* _Problem details_
Quote all of the data below exactly, please.

* _Information supplied_
>> START

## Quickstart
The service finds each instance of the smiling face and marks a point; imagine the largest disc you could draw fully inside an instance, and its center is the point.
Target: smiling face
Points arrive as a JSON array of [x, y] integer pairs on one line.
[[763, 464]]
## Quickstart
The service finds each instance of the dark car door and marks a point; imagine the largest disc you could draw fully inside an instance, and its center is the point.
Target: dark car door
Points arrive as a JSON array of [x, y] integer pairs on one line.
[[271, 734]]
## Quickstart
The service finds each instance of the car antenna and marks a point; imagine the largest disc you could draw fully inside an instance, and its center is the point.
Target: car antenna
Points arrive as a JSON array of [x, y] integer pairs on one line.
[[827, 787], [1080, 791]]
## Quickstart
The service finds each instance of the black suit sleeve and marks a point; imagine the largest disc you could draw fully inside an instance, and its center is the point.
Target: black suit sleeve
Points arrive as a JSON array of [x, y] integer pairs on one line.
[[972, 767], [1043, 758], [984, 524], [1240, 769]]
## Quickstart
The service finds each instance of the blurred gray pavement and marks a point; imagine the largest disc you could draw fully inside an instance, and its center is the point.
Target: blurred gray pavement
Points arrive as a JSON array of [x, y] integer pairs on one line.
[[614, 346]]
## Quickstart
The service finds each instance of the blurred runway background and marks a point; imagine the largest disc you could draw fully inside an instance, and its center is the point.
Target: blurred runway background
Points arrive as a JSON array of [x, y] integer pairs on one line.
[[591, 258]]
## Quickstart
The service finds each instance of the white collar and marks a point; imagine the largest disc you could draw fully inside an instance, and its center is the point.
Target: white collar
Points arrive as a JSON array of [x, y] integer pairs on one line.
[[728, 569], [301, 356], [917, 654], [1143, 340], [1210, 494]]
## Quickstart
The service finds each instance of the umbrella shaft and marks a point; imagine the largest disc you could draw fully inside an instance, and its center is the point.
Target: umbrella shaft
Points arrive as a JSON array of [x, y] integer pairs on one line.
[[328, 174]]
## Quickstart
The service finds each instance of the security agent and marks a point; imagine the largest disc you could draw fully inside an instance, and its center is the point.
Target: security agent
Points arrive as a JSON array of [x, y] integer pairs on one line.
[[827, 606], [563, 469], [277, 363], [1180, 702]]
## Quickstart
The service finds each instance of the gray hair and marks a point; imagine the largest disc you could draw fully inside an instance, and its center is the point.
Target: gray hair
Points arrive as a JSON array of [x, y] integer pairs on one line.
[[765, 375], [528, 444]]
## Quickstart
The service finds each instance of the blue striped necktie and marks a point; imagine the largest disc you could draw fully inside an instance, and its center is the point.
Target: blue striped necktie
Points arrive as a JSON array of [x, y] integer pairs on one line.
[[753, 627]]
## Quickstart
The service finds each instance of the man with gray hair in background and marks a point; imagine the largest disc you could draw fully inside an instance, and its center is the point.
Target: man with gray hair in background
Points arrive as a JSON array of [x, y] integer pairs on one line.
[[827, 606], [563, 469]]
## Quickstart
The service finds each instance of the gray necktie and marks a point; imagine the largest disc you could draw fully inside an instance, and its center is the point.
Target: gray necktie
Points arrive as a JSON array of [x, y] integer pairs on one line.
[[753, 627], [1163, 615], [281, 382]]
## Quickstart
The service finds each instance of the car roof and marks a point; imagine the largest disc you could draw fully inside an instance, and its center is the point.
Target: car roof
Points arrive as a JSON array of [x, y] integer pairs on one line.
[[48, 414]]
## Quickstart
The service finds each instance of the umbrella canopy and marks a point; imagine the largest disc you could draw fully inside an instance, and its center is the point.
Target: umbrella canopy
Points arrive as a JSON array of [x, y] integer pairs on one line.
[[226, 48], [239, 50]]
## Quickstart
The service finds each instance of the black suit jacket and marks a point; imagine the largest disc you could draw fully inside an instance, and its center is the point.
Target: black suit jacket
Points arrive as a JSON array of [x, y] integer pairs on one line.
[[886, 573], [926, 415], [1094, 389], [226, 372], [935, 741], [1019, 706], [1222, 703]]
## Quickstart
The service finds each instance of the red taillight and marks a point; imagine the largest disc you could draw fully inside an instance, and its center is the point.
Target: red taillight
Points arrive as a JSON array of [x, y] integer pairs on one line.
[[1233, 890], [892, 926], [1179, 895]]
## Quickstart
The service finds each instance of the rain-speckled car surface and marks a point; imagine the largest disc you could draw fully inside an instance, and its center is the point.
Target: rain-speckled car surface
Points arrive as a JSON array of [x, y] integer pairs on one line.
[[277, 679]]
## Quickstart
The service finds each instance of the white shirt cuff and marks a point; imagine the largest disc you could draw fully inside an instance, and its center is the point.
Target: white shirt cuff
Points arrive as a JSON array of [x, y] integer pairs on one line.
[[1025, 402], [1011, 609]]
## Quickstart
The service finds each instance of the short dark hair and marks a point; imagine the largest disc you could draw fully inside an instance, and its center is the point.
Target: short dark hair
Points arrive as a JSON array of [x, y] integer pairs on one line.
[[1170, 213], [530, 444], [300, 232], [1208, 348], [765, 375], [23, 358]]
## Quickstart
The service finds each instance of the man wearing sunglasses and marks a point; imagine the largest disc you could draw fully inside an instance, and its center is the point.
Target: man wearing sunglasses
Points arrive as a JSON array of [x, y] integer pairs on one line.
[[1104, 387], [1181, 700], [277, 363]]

>> END

* _Result of this exercise_
## Quickstart
The service finds each instance of the smiling face and marks a point; imagine the largest disc you could draw fully inside an instance, and its center is the point.
Target: smiling face
Points arrive as a JSON array of [x, y] integer pairs on one line.
[[763, 464]]
## Quickstart
The service finds each instance of the dark car door and marks a point; imagine the largest disc you could draw fully inside an instance, and its center is the point.
Target: dark car door
Points arrive as a JSON array of [x, y] integer pairs on one line.
[[271, 734]]
## Quickstart
The service finds each instance of the car antenna and marks a point; imagine the largest disc you could draw fully inside an instance, and its center is the point.
Target: car antenna
Points arrive as a JSON array of [x, y] integer pairs on one line.
[[827, 787], [1080, 791]]
## Quickstart
The service finds each instance of the black suit sleeve and marks a point; imagine the largest disc you could draw fully inside an instance, and its center is the point.
Target: black suit sleeve
Points arrive as a JSON array of [x, y] integer pairs on one line.
[[972, 767], [1043, 758], [984, 524], [1240, 769]]
## Quickstart
The service finds each instance of the blurred gray pavement and marks a point; imagine the largest disc you could draw fully inside an instance, and its center is the point.
Target: blurred gray pavement
Points arrive as a JSON array of [x, y] integer pairs on one line.
[[614, 346]]
## Quickstart
The service finds each instance of the blurred runway background and marks a point; imagine the largest disc you could draw fully inside an instance, and its center is the point.
Target: blurred runway background
Points arrive as a JSON array of [x, y] integer pairs on one line.
[[591, 258]]
## Quickstart
The service finds each instance of the white collar and marks a point; imagine the largest disc you could draw fully inside an instance, and its center is the point.
Target: white collar
Points arrive as a JSON array of [x, y] integer pairs on one line.
[[728, 569], [301, 356], [917, 654], [1143, 340], [1210, 494]]
## Quickstart
The service finds each instance of the umbrella shaft and marks a point; imagine the largest disc you could draw fully inside an instance, and its center is the point.
Target: umbrella shaft
Points arrive as a JSON array of [x, y] integer pairs on one line.
[[328, 174]]
## Quickstart
The service finds each instance of the security agent and marks a point; imagine the largest disc you could draw fully inside an instance, and its center is the point.
Target: security agent
Points arrive as a JSON array of [x, y] integer pairs on one line.
[[827, 606], [563, 469], [277, 363], [1180, 702]]
## Quickstart
The service finds each instance of the gray hair and marks a point; imagine the largest disc you could draw fully inside an instance, and its center is the point.
Target: gray hair
Points arrive as a JSON array of [x, y] integer pairs on one line.
[[765, 375], [528, 444]]
## Quickstart
The service finds each instance of the blue striped necktie and marks a point; imagine the largest disc you could draw fully inside an instance, and its center is the point.
Target: blue striped necktie
Points arrive as a JSON array of [x, y] integer pairs on one line.
[[753, 627]]
## Quickstart
The service finds each instance of the man with gray hair in background and marks a point; imagine the largest disc you could draw fully inside an instance, and its center is the point.
Target: man with gray hair in background
Points arrive as a JSON array of [x, y] integer pairs on one line.
[[827, 606], [563, 469]]
## Quickstart
The service finds each instance of the gray necktie and marks a point; imagine the largest disc you could draw fully inside an instance, and its center is the point.
Target: gray necktie
Points arrive as a JSON array of [x, y] integer pairs on one line.
[[753, 627], [1163, 615], [281, 382]]
## Quickstart
The service finds each instance of the car roof and marks a point; imagine the largest disc you could draw fully inside an instance, and its center is the point.
Target: car roof
Points arrive as a JSON array of [x, y] integer pairs on one line.
[[48, 414]]
## Quickstart
The service finds each instance of the umbrella canopy and marks a point; imagine the largest disc you could draw fully inside an instance, and its center is the point.
Target: umbrella canopy
Points arrive as a JSON array of [x, y] integer pairs on one line.
[[226, 48], [239, 50]]
## Quickstart
The service finds each instance of the black suit jacket and marks a point; imagine the largest disc you could draw fully inside an instance, and its center is the point.
Target: black suit jacket
Points arrive as a JSON array of [x, y] integer pairs on one line.
[[886, 573], [926, 415], [1094, 389], [226, 372], [935, 741], [1019, 706], [1222, 703]]
## Quickstart
The service finds each instance of the red taillight and marks a point; imagine the largest disc you could draw fully inside an instance, and its center is the point.
Target: red taillight
Points arrive as a JSON array of [x, y] integer pairs on one line.
[[1233, 890], [892, 926], [1179, 895]]
## Quickstart
The service finds each instance of the rain-speckled car surface and marks a point; imagine the largest disc you could draw fully inside an instance, and its center is the point.
Target: rain-speckled car surface
Points arrive as a JSON array of [x, y] integer pairs on one line.
[[277, 679]]
## Quickstart
The service finds each instance of the white shirt cuff and marks a point; imagine the largest disc you could draw fully inside an instance, and its center is the point.
Target: white shirt cuff
Points arrive as a JSON array of [x, y] integer pairs on one line.
[[1025, 402], [1011, 609]]
## Quickstart
The service finds each instance of the short dark hair and marks a point; imagine the largest disc you could draw fully inside an instance, and its center is the point.
Target: short dark hair
Points arrive as a JSON array of [x, y] integer pairs on one line.
[[1170, 213], [530, 444], [300, 232], [1208, 348], [765, 375], [23, 358]]
## Quickstart
The service finds each instance of the man wearing sunglasses and marks a point; imagine the largest disc you could draw fully inside an instance, and its center is the point.
Target: man wearing sunglasses
Points arrive as a JSON array of [x, y] integer pairs on one line.
[[1104, 387], [1181, 700], [277, 363]]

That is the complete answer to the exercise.